Stored data entries
/---

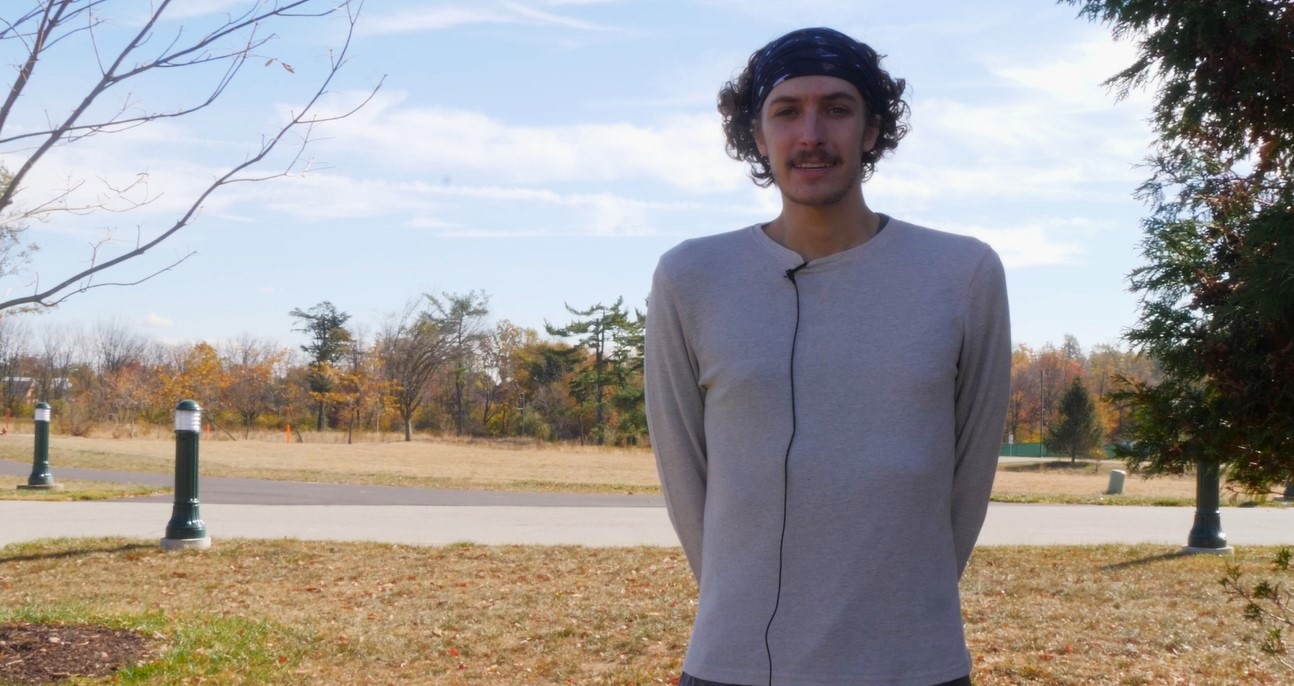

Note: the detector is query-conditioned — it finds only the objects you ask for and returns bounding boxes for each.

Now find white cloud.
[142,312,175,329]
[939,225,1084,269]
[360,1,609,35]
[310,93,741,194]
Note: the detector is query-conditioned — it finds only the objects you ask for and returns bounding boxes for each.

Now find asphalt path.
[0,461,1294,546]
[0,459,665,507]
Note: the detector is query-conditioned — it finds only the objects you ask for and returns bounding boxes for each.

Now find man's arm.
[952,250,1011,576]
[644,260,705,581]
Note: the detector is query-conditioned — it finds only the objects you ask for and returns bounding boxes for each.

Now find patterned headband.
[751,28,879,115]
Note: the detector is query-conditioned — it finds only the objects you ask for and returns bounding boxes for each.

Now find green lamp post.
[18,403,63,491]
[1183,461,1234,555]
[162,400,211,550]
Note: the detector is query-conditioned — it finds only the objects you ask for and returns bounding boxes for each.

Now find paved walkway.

\---

**Set task**:
Rewrite the rows above as a numbered list. Skip the blank lines and leave the pictures out.

**Exercise result**:
1. Note: the detector is query-conditioned — it finds only the objects you ask for and returns bounding boxes for each.
2. Now find white cloud.
3. [142,312,175,329]
4. [939,225,1084,269]
5. [360,1,609,35]
6. [310,93,741,194]
7. Note: the detector is query-conditioned — it finds only the objects you ask for and returns bounding boxes for each.
8. Now find asphalt path.
9. [0,461,1294,546]
10. [0,459,665,507]
11. Note: the detector is query-conditioned — it finds only the objects you ask for and returns bounding boxes for each.
12. Now find man's arm.
13. [952,250,1011,576]
14. [644,260,705,581]
15. Note: the detector is query-conditioned — it finds only the objects you ask for and returns bounding boxes for each.
16. Now find patterned headband.
17. [751,28,879,115]
18. Note: the detector is query-conditioned — it finds only the objects you ask for and returns bounding boxes for each.
19. Now find green lamp post.
20. [18,403,63,491]
21. [1183,461,1234,555]
22. [162,400,211,550]
23. Note: the detector is query-conditioned — it finds only the objects you ask for and returns bounding boxes for each.
24. Now find paved walkway.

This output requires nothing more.